> **Aim of the task**:
Copy all records verbatim.

Start Data for processing

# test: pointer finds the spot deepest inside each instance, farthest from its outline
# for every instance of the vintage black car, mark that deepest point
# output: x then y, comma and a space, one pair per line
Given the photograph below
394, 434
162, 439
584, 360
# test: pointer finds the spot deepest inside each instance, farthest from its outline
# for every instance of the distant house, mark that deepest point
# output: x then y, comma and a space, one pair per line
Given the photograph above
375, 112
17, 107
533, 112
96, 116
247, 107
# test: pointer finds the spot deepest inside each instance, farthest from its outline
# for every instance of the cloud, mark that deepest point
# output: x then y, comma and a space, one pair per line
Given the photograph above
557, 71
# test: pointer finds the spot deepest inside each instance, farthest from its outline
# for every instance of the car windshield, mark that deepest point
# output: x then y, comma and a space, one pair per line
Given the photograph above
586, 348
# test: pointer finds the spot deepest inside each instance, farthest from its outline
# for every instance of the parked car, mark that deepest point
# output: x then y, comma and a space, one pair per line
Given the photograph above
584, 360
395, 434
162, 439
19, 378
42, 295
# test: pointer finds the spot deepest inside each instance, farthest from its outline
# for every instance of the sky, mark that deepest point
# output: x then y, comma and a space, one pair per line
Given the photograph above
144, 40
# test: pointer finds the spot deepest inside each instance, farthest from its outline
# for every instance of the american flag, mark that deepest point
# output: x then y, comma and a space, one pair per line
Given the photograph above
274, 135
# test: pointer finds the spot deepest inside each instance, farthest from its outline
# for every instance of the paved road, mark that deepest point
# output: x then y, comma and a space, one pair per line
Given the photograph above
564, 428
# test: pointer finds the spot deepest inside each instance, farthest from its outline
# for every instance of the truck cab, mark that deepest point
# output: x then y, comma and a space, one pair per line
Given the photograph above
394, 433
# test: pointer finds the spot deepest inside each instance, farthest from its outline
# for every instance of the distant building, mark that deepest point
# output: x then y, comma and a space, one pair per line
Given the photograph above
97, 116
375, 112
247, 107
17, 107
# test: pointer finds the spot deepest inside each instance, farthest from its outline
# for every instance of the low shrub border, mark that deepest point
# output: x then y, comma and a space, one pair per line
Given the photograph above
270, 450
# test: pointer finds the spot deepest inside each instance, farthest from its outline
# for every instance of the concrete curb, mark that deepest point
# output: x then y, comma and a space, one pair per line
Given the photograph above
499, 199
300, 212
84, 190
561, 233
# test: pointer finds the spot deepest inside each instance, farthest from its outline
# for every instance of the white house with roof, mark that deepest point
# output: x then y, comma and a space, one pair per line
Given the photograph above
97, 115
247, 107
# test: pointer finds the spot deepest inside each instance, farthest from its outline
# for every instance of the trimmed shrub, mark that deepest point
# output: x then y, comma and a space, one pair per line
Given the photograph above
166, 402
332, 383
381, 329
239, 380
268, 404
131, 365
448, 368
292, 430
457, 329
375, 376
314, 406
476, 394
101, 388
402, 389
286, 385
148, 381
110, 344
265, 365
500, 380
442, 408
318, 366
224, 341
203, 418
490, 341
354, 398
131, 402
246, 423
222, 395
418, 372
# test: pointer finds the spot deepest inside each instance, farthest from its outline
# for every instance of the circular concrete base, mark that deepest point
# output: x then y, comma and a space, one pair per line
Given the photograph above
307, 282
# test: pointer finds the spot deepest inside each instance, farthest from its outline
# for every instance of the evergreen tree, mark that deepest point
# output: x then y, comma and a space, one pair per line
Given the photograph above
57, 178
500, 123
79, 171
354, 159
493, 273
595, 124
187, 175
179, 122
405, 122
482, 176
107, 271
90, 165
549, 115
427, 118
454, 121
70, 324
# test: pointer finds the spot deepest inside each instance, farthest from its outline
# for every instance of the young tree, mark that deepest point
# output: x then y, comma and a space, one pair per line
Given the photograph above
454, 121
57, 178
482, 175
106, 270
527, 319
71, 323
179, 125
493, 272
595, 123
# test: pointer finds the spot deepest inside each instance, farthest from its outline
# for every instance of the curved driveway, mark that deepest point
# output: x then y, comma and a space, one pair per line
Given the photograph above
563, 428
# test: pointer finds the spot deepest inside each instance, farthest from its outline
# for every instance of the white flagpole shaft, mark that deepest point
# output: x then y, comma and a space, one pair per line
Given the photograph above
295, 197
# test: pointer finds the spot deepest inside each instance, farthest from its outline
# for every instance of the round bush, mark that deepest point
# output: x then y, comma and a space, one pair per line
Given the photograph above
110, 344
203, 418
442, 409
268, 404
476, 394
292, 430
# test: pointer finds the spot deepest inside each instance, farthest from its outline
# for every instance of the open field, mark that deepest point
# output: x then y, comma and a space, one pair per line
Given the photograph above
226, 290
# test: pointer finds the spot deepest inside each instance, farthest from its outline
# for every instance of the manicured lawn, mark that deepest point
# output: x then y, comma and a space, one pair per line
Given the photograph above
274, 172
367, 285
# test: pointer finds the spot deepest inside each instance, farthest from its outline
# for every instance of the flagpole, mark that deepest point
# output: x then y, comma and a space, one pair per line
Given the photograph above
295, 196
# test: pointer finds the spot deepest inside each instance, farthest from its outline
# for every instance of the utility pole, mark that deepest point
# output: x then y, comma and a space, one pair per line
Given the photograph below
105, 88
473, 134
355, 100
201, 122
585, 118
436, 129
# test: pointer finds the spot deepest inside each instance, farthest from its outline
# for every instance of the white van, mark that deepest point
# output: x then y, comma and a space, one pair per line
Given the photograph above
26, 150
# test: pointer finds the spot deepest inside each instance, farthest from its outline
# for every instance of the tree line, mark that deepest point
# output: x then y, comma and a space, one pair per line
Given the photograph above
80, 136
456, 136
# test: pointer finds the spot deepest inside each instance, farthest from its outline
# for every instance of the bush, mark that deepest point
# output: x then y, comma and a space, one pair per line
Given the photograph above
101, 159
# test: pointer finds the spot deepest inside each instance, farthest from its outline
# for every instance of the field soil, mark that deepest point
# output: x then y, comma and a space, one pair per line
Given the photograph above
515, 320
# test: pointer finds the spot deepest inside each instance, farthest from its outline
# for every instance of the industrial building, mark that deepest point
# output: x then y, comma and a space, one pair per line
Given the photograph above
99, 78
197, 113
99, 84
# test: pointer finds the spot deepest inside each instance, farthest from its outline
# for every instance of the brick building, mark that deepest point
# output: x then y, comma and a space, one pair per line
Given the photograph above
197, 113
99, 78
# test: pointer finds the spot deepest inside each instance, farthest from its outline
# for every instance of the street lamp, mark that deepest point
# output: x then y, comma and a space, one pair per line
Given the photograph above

End Data for processing

> **Output for this exercise**:
# test: pointer finds the spot deepest inside each instance, farthest from its outline
# for every instance of the vintage black car, mark that deepest point
# output: x then y, comma and a space, one pair per line
Given the photograph below
394, 434
162, 439
584, 360
# test: pointer finds the spot deepest inside each instance, farthest from its outline
# for every instance of the distant house, mark that deepest point
# output: x then y, comma and a space, one pair per line
Given the photograph above
375, 112
17, 107
533, 112
96, 116
247, 107
# test: pointer finds the spot deepest inside each instance, farthest from its outline
# for every instance of the cloud, mark that deepest point
# output: x then y, comma and a space, one pair per line
Given the photograph above
557, 71
# test: pointer finds the spot deepest inside each instance, farthest from its outline
# for every instance of the car windshield, mark that deepest point
# output: x then y, comma and a space, one pair per line
Given the photograph above
586, 348
# test: pointer finds the spot deepest inside each instance, farthest from its outline
# for every instance of the parked car, mark that deepest point
# output: x then y, comma and a space, one pair per line
Given the photograph above
584, 360
395, 434
162, 439
19, 378
42, 295
# test: pointer finds the spot deepest inside each instance, farthest from its outline
# for every instance of the sky, mark that deepest point
# output: x then y, comma and a space, one pair per line
Given the photograph above
144, 40
# test: pointer finds the spot deepest inside each instance, farthest from its outline
# for every instance of the american flag, mark that deepest point
# output: x then y, comma and a space, one pair per line
Given the photograph above
274, 135
# test: pointer finds the spot deepest inside each instance, farthest from its outline
# for every instance of the paved road, mark that deepest point
# output: x then y, comma and a space, one pair per line
Given the photograph above
564, 428
# test: pointer finds the spot deepest inside each instance, farthest from its outline
# for every instance of the truck cab, mark that deepest point
# output: x then y, comma and a space, one pair per line
Given the photograph above
394, 433
# test: pointer finds the spot deepest inside each instance, farthest from its outline
# for every instance of the distant building, mark that deepest point
# output: x then y, comma and a space, one pair per line
Given the photograph above
97, 116
375, 112
247, 107
17, 107
# test: pointer finds the spot deepest inside each instance, farthest from its outline
# for every instance of the low shrub border, mark that deepest point
# output: x then y, comma and a space, one pair per line
Given the photograph above
270, 450
# test: pointer finds the spot deepest inside each instance, farthest from its outline
# for every instance of the concrete curb, mark that deepest point
# output: x then y, comma and a space, one pair per line
Given the photograph above
499, 199
300, 212
84, 190
561, 233
# test: pointer finds the spot deepest inside each instance, farthest from its outline
# for every instance of the white house with roof, mark that deepest point
# output: x then y, comma and a space, one pair per line
Given the photograph above
97, 115
247, 107
# test: pointer finds the spot deepest inside each instance, farthest from its outline
# for every instance of the trimmed shrub, mark that deepest point
# output: x then y, comma and a space, one pair per line
Given the photograph above
166, 402
332, 383
381, 329
239, 380
268, 404
131, 365
448, 368
292, 430
457, 329
375, 376
314, 406
476, 394
101, 388
402, 389
286, 385
148, 381
110, 344
265, 365
500, 380
442, 408
318, 366
224, 341
203, 418
490, 341
354, 398
131, 402
246, 423
222, 395
418, 372
# test: pointer finds the spot deepest inside each instance, farthest from its outline
# for every instance of the circular concrete base, mark that deepest point
# output: x then y, comma and a space, one pair per line
Given the photograph above
307, 282
# test: pointer finds the spot deepest inside each instance, farthest from its outline
# for every instance of the evergreen tree, mark that deepest point
# output: x then y, comma and a space, one pair per line
Given the photograph above
57, 178
500, 123
79, 171
354, 159
493, 273
595, 124
187, 175
179, 122
405, 122
482, 176
107, 271
90, 165
549, 115
427, 118
454, 121
70, 324
# test: pointer finds the spot deepest inside each instance, farthest from its outline
# for every instance of the young tree, mark that deepest point
# output: x then y, comma and a space, one pair per line
Given the photograph above
454, 121
57, 178
482, 175
106, 270
527, 319
71, 323
179, 125
493, 272
595, 123
# test: pointer finds the spot deepest inside each instance, farthest from its outline
# for every instance of the curved driveway, mark that deepest point
# output: x then y, comma and a space, one pair per line
Given the photograph above
563, 428
# test: pointer finds the spot deepest inside each instance, farthest from its outline
# for every instance of the white flagpole shaft, mark that deepest point
# output: x then y, comma and a space, one pair per line
Given the photograph above
295, 197
# test: pointer finds the spot deepest inside each instance, farthest from its outline
# for every instance of the round bush, mark that deepest point
# output: x then y, comma and a space, one pair per line
Given the photograph above
110, 344
203, 418
442, 409
268, 404
476, 394
292, 430
# test: pointer finds the spot deepest inside each instance, farthest from its outline
# for every instance of the open field, mark that deepest point
# output: x then y, comma and a space, one pair per line
Given the photograph above
226, 290
# test: pointer finds the spot deepest inside each instance, farthest from its outline
# for every instance of the manicured lawn, mark that deepest point
# output: x then y, comma and a space, one pair per line
Given the photograph above
274, 172
367, 285
# test: pointer finds the spot deepest inside each instance, farthest from its outline
# for every instance of the flagpole, mark that deepest point
# output: x then y, comma and a space, one pair per line
Given the photograph above
295, 196
# test: pointer finds the spot deepest inside each instance, farthest from its outline
# for every instance of the utility pole, mark that deepest point
# output: x then y, comma and a space, one pair per line
Given the photograph below
105, 88
473, 134
355, 100
201, 122
585, 118
436, 129
# test: pointer finds the spot deepest inside each instance, farthest from its outline
# for every instance of the white van, mark that deepest point
# output: x then y, comma and a space, one pair per line
Given the photograph above
26, 150
# test: pointer finds the spot deepest inside each instance, farthest from its outline
# for every instance of the tree line, mark that deepest point
# output: x then y, comma and a space, one pair per line
Given the photograph above
80, 136
456, 136
# test: pointer finds the spot deepest inside each instance, farthest from its outline
# for every instance of the bush, mark that deepest point
# output: x then y, comma and a space, one pair per line
Given the photograph above
101, 159
# test: pointer finds the spot deepest inside each instance, farthest from its outline
# for every instance of the field soil, mark that deepest point
# output: x then y, comma and a space, one pair per line
Given the photograph above
515, 320
# test: pointer finds the spot deepest inside each instance, farthest from its outline
# for every instance of the industrial building, mark that deepest point
# output: x then y, comma and a space, one pair per line
Given the photograph above
99, 78
197, 113
99, 84
# test: pointer finds the spot deepest inside each instance, farthest from its outline
# for every instance of the brick building, mark that deepest point
# output: x then y, comma and a space, one pair per line
Given the photograph above
197, 113
99, 78
# test: pointer finds the spot deepest inside each instance, farthest from its outline
# for every instance of the street lamp, mark that deepest point
# output: x then y, comma and a space, one pair per line
Given the photograph above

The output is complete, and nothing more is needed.